## What you are asked to do
An image-free, word-for-word version of the records below is to be returned.

## Dataset
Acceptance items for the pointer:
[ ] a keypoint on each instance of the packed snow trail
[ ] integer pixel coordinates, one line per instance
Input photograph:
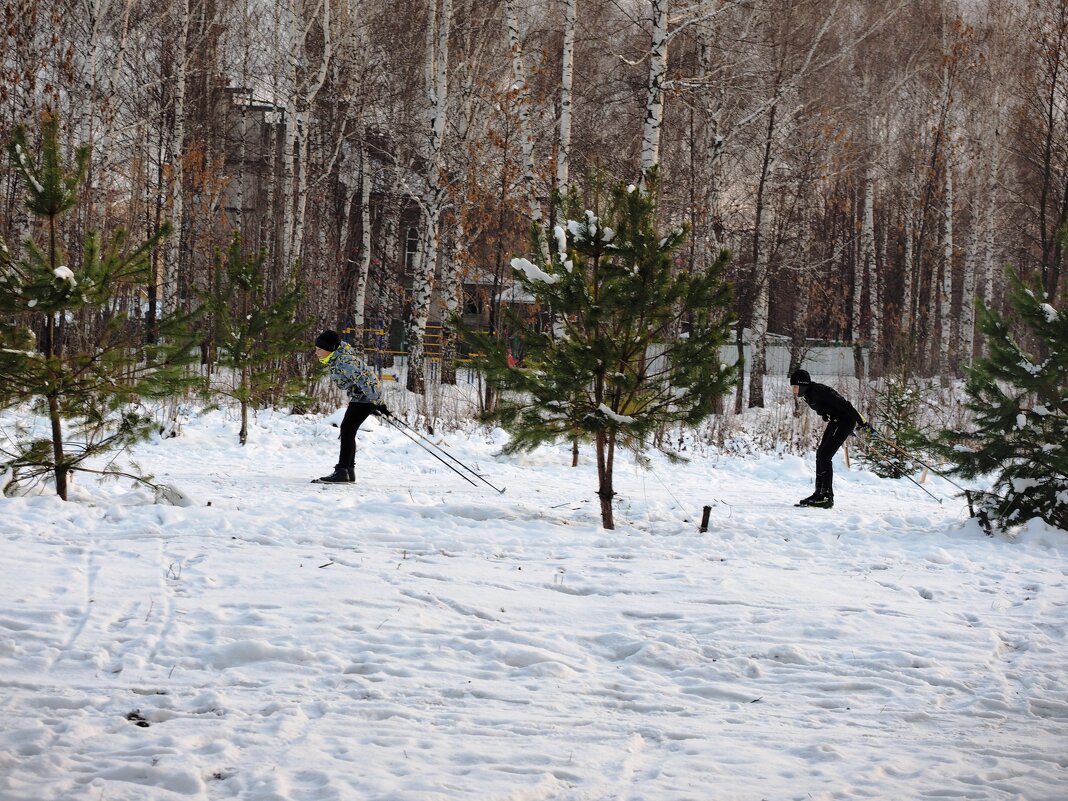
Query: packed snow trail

## Result for this exercise
Acceptance items for the pointer:
[ ] a keypoint on each instance of the packed snow trail
[ ] integer pixel coordinates, one line per instance
Input photograph:
Query: packed snow trail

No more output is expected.